* The problem
Return the records below word for word, from their first line through the line containing "353 144 400 254", with that line included.

* Stored records
↓
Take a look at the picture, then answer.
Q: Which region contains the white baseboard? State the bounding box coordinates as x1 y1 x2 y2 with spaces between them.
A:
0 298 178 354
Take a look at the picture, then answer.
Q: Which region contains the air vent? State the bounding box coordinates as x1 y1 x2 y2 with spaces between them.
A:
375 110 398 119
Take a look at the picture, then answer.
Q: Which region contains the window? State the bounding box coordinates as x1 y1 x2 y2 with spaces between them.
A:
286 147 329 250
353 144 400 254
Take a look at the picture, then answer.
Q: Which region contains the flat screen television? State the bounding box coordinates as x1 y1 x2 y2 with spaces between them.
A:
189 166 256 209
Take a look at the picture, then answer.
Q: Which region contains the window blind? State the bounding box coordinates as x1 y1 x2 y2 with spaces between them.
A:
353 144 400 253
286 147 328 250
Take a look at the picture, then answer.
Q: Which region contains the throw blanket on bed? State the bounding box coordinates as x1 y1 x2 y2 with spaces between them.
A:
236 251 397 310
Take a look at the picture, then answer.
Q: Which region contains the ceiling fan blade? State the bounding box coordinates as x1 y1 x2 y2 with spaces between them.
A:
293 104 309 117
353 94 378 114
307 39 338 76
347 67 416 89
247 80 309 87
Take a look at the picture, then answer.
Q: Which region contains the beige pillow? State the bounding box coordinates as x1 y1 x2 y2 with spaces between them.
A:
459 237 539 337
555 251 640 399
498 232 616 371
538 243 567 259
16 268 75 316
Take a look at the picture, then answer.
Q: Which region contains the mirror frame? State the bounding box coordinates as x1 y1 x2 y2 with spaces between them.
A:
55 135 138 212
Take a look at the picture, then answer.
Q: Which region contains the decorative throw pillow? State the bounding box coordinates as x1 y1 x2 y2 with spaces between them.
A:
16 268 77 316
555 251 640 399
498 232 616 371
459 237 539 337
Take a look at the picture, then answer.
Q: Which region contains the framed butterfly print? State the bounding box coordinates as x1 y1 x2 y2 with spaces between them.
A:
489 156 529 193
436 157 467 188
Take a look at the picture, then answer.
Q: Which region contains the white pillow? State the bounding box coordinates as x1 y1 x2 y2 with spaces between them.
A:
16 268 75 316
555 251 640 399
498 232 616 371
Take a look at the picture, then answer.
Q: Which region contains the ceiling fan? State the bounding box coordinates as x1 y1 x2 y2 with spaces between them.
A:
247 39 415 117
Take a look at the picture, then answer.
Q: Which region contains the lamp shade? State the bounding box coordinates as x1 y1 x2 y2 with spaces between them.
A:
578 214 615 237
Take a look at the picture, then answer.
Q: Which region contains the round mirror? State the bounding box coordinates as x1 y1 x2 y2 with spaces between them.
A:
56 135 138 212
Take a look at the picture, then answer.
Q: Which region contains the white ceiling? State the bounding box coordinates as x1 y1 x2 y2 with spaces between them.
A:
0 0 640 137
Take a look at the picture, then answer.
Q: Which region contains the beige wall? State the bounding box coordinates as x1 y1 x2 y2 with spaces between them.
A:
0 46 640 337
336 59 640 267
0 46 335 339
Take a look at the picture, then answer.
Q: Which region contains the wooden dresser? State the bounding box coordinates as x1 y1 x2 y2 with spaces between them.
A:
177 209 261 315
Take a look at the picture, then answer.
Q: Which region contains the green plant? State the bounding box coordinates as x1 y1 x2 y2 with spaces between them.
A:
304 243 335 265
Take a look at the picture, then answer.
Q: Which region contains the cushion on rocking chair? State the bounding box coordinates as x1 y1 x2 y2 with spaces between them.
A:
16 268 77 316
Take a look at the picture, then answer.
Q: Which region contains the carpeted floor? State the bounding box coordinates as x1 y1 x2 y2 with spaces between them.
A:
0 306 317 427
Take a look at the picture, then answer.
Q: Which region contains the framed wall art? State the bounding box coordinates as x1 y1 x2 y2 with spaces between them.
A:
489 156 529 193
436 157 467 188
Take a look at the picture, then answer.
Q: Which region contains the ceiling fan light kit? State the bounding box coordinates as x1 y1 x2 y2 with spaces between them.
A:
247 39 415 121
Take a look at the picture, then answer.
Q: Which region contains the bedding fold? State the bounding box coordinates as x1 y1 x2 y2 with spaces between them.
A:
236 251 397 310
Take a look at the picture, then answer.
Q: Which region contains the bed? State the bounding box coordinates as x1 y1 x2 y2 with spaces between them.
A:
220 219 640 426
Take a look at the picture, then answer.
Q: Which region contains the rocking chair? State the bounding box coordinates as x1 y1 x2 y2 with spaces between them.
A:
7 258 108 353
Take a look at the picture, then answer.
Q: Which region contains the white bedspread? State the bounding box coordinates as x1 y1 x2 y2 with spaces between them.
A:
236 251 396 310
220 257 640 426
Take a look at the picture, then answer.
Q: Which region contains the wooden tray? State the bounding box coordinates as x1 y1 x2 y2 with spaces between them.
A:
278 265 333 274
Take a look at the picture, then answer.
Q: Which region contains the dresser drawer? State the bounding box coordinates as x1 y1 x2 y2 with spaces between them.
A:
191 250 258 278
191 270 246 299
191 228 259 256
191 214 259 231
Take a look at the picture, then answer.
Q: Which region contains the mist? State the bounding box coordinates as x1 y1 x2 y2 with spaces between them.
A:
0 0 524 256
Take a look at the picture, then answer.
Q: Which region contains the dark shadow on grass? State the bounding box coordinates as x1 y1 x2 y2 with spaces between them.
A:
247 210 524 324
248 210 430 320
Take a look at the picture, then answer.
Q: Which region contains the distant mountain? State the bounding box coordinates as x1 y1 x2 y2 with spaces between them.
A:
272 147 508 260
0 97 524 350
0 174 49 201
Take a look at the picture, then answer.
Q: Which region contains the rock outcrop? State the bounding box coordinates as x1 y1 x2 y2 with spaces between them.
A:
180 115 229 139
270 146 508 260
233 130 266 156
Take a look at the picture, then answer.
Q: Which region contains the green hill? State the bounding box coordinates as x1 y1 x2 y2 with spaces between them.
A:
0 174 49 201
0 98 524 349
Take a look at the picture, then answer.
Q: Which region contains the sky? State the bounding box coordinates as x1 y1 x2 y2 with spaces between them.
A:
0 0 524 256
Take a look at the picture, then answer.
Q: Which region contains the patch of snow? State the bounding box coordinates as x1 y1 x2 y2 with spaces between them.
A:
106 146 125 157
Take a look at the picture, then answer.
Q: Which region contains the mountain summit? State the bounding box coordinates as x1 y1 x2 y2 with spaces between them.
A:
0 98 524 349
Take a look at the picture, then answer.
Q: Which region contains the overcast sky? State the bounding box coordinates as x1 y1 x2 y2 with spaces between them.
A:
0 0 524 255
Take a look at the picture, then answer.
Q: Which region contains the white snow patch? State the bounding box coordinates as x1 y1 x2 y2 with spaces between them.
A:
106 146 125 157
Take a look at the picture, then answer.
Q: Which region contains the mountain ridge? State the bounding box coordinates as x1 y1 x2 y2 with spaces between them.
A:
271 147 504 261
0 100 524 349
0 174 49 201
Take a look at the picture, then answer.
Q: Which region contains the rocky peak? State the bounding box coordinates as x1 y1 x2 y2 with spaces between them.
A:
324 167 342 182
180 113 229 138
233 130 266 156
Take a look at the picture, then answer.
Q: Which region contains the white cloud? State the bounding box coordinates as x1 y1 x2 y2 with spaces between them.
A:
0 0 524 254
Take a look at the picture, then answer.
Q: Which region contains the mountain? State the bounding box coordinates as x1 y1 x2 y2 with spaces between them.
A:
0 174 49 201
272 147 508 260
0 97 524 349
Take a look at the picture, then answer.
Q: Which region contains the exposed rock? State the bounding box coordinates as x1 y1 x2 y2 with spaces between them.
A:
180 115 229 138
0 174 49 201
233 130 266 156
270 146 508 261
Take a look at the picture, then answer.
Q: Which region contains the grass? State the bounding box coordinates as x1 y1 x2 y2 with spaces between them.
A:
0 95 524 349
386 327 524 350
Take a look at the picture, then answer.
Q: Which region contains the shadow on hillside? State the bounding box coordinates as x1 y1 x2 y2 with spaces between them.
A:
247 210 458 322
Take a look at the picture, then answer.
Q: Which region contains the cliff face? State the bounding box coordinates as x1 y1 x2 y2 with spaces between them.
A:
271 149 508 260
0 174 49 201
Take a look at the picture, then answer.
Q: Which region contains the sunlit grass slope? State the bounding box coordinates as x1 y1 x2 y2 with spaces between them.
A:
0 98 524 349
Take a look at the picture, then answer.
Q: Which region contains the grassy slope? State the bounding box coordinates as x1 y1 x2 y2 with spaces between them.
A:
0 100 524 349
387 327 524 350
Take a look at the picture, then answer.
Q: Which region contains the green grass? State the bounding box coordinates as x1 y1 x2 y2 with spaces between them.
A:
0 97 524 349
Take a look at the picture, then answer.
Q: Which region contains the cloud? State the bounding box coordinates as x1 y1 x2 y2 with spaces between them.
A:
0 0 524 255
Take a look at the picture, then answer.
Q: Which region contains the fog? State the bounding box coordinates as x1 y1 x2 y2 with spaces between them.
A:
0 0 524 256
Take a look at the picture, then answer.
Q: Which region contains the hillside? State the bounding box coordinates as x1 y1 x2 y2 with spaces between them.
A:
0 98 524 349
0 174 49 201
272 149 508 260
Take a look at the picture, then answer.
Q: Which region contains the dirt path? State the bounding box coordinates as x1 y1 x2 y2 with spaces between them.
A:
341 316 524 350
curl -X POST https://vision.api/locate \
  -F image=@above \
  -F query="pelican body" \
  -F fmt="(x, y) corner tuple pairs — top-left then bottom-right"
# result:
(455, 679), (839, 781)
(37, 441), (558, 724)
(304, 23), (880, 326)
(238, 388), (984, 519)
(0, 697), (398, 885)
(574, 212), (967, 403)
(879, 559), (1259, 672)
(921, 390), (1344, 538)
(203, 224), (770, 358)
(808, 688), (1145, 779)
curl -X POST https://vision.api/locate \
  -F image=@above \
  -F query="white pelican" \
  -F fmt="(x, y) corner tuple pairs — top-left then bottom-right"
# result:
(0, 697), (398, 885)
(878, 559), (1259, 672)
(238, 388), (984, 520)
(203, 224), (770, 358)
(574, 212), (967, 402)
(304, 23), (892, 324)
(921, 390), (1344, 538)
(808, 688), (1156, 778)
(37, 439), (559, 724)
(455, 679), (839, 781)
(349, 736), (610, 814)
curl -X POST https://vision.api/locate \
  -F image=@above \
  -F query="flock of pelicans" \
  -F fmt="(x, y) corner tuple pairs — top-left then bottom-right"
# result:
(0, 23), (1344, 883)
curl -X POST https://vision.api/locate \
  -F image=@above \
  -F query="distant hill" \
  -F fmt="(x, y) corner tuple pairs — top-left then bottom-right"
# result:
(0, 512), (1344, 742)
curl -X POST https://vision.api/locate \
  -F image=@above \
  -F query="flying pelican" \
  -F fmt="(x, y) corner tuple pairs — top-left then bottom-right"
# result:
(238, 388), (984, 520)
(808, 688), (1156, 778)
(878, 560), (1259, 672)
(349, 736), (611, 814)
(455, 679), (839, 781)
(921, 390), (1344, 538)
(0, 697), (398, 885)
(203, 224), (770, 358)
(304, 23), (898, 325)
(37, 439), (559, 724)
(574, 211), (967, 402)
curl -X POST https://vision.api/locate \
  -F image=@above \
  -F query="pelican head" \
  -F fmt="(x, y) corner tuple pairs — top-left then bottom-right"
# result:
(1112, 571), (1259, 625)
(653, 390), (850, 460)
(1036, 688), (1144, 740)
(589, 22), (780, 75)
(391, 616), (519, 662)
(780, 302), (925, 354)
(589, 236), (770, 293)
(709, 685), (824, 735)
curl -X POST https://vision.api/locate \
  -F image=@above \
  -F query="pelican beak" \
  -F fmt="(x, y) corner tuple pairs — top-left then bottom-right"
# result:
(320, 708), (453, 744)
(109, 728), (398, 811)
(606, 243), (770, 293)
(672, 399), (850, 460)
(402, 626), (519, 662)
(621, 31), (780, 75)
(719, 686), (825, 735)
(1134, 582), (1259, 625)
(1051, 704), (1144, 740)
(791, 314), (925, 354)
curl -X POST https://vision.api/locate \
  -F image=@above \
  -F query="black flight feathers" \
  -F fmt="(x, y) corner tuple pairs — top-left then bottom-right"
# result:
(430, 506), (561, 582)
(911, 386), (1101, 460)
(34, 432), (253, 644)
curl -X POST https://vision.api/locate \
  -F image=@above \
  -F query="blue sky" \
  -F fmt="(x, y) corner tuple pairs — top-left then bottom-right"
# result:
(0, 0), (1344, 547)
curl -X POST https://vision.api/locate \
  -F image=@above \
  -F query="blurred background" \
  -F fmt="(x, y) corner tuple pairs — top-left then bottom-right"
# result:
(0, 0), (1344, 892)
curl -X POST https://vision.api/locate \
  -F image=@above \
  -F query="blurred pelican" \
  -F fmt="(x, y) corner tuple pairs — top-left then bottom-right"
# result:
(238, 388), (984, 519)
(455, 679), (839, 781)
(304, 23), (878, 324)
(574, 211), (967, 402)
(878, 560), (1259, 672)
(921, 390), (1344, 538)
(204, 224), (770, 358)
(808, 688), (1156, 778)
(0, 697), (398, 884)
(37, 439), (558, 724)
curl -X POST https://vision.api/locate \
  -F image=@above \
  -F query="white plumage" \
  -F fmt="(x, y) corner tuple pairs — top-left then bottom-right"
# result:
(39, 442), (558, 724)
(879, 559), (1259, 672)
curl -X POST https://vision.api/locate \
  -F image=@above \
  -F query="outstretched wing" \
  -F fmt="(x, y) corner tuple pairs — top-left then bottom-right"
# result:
↑
* Task response
Take a look at the picture, then answer.
Q: Which region contains the white baseboard? State the bounding box coordinates as x1 y1 x2 y2 with spaces between them.
A:
0 298 178 354
Take a look at the picture, then answer.
Q: Which region contains the air vent? State the bounding box coordinates as x1 y1 x2 y2 with spaces between them.
A:
375 110 398 119
Take a look at the picture, then answer.
Q: Which region contains the window? State the bounding box coordinates as x1 y1 x2 y2 with spaces between them.
A:
286 147 329 250
353 144 400 254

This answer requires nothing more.